• [本文]
○ ○ ○ ○ ○

もっとしっかりと熱量がある人を見つけていかないと、エリアを拡大するにあたって、そこを通さないといけないみたいな箇所があると阻害にしかならない。
そのエリアエリアで信頼できるメンバーがネットワークを組むというのが一番重要かなと思っています。
まずは大阪全域に活動を広める。今年はそんな年になるのかなと
10年後に周りに「ほらみてみ」と言いたいです笑
熱量のあるもの同士で、人を信用したりチーム組む。
その意味を理解したメンバーが広まった時に、地域がめっちゃオモロくなってるっしょと
それが当たり前になると、出来ないんじゃなくて、誰かに言ったら出来るかもと考えるようになる。
情報が伝わってないことが一番問題なので、この人に言ったらなんとかなるだろという人たちが地域にいてくれるとそのネットワークで何かの答えが生まれる。
デジタルも大事やけど、アナログも大事
両輪じゃないとアカンと思ってる。
Poly:
そうですよね
デジタルが重要だと言われるからこそ、アナログの価値も見直さないといけない
リアルでの人と人のつながりとかですね
高岡氏:
コミュニティを作るってよくやってると思うんです。
大事なんですけど、今のコミュニティの作り方の大半は地域の小さなエリアで作るじゃないですか。
〜町、〜市みたいな
隣の市の人が入ろうとすると、なぜか疎外感感じる。
全部が島なら距離があっていいですけどね。
コミュニティを広げたいなら、地域じゃなくて想いに共感できたら参加できるべき
あまり「〜べき」は使わないけど、そこはべきを使わせてもらいます。
コミュニティを発展させたい目的はなんなのか?
メインの何かを活性化するのに、能力ある人達を阻害したら意味はない。
自分よりスゲー人たちが山程おるのに
あと、意外と偉いさんほど俺がやってると言っちゃう笑
Poly:
想いに共感する人がコミュニティに入るということで、エガプロというコミュニティを大阪全域、日本全国に広げる上でどのような絵がありますか?
高岡氏:
全国展開するって聞くと、エガプロの支部を作ってまとめるイメージですよね?
Poly:
イメージはそうですね。
高岡氏:
そうではなくて、エガプロの想いに共感する人が、各地域でエガプロのようなことをしてくれればいいと思う
エガプロ式みたいなものが広まればいいなと
笑顔をつなぐプラットホームというのがエガプロの理念なのですが、
プラットホームが大阪にはできてます。
どこかの線をつないでくれたら行けるけど、”線だけ””プラットホーム(駅)だけ”があっても仕方ない
全国につながることによって、どこにでもアクセスできる、どこで何が生まれてもいい。
大阪の唯一の取り柄は「勢い」ですからね。
誰でもできる仕組みがエガプロ式、どこにでも居てる想いの熱量が高い人が輝くから面白い
介護業界をこれから目指す人、すでに業界内にいて踏み出せない人へ
Poly:
ありがとうございます。
インタビューも終盤に近づき、これから介護業界を目指す若い人や30代とかだったり、このような団体を知らない方、チャレンジすることを避けてる人へメッセージなど頂いてもいいですか?

○ ○ ○ ○ ○

• [データセット]
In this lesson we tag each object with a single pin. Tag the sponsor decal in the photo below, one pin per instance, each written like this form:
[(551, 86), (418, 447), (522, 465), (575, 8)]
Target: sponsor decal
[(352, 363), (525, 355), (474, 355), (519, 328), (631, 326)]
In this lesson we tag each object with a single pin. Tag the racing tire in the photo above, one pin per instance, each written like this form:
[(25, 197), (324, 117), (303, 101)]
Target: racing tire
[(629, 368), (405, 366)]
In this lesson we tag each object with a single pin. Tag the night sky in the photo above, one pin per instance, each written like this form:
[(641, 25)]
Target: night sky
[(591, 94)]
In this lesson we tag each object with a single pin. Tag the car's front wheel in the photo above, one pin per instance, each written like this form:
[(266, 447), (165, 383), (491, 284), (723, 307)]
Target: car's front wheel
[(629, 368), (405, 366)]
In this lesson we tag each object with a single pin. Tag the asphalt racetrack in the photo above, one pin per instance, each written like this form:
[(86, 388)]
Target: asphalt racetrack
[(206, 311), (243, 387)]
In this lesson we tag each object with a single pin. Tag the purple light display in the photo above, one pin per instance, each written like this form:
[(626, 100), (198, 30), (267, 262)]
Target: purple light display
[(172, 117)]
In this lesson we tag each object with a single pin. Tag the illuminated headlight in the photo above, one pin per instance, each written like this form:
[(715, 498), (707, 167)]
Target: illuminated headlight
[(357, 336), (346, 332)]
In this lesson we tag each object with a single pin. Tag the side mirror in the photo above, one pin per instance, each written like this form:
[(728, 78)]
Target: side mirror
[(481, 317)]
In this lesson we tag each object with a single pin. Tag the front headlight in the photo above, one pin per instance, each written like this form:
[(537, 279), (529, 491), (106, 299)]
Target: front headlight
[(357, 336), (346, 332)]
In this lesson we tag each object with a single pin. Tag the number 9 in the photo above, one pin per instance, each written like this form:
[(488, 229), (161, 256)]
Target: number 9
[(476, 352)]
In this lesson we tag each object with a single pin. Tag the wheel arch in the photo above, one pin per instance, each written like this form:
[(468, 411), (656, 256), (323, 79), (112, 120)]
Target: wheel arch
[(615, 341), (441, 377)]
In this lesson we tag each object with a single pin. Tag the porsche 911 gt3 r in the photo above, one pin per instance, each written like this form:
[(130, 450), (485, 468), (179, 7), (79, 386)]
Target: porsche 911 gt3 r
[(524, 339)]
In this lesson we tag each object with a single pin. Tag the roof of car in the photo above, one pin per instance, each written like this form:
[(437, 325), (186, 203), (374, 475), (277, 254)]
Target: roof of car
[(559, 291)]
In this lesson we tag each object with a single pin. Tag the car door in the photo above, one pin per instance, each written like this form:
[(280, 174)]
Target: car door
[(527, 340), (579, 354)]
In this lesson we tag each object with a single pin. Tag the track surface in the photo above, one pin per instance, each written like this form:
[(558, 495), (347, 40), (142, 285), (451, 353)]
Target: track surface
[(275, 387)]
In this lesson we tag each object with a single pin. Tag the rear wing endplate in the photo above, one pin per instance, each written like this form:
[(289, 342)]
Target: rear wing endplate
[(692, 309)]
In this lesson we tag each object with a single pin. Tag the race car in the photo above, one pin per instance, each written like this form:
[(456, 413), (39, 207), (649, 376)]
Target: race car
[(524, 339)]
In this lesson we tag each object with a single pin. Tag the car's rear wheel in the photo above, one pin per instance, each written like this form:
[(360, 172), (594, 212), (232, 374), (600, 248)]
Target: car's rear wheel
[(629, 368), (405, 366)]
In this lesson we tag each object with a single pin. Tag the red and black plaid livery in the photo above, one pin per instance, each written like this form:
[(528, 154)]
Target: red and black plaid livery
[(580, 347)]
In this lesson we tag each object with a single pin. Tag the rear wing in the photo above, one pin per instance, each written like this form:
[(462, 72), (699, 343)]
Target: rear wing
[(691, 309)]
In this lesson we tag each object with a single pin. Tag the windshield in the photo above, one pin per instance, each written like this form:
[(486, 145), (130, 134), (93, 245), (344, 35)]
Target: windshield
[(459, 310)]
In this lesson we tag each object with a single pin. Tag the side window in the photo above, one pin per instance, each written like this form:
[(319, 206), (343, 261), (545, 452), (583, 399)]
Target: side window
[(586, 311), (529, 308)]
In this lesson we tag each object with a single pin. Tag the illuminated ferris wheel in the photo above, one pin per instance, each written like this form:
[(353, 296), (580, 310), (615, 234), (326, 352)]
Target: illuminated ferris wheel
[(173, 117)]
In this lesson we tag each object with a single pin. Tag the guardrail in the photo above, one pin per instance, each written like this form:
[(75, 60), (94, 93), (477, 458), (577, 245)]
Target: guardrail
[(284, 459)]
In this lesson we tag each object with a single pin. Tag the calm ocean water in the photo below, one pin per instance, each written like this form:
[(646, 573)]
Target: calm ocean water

○ ○ ○ ○ ○

• [指示と条件]
エガプロについてのインタビュー本文を、最後の発言の直後から続けてください。 これらの記録は別の出典から取られたものです。

• [解答]
高岡氏:
一番苦手なやつ来た
Poly:
え、苦手なんですか?
高岡氏:
しゃべるの苦手ですからね
お酒が入ると頭の回転良くなるんですけどね笑
好きなことをみつけて突っ走って欲しい
僕らは助言やサポートはします。
とにかく好きなことをしろ!!ということですね
結局やりきらないと将来自分という価値が生まれない
好きなことを1つみつける
難しいことを考えがちですが、誰よりも笑うことが得意とか、何か特技があるとか何でもいい
介護業界って暗いイメージが定着していますが、実はめっちゃ面白いしスゲー人たちがたくさん居てる。
まずは勇気をもって一歩を踏み出して(笑)
Poly:
どうしても他と比べたりしてしまいがちですからね
高岡氏:
ホンマにね
人それぞれやから気にせんでええのにね。
個人的にこの業界って、その人がいるだけで空気が温かくなる笑顔になってしまうという人がいてる。そんな人がすごく気になっています。
これってどこの職場にも絶対一人はいると思うのですが、作ろうと思っても作れないので、そうゆう逸材をたくさん発掘していきたいし、育てていきたい。
昔から笑顔ばかりをキーワードにしていますからね
そんな想いのわかる人たちにこの業界に来て欲しい
Poly:
最後にPolyのテーマにもある
「介護福祉職でなくても身近になる介護にどのように目を向けるか」
ですが、介護業界外の方へ何かメッセージなどはありますか?
高岡氏:
介護って突然やってくるんです。だからできることなら自分の介護が必要になったときのことをイメージして最低限必要な情報だけは学んでおいて欲しい。
また、突然過ぎて何一つ準備ができないと思うので、僕ら専門職と繋がるラインがどこにあるかだけでも知ってもらえるとありがたい
介護って一番関係性の薄いところなので、なってみないとわからないんですよね
ただ介護を受ける側はワガママなままでいて欲しい、じゃないと業界の成長につながらない。
あっメッセージ! なんやろな笑
業界以外へのメッセージがハッキリわかってるともっとみんな介護に熱あるんやろなと
Poly:
ある意味それが課題ということですね
昔は介護職という仕事がなくても地域のコミュニティで回っていた、どんどん施設が必要になったり職が必要になったりというのは家族間や近所のコミュニケーションが希薄になってるからもありますよね
高岡氏:
間違いないよね
ただこのご時世、おそらく各エリアで発信元になってるおもしろ人物がいてるはず
そうゆう人を見つけて欲しいです。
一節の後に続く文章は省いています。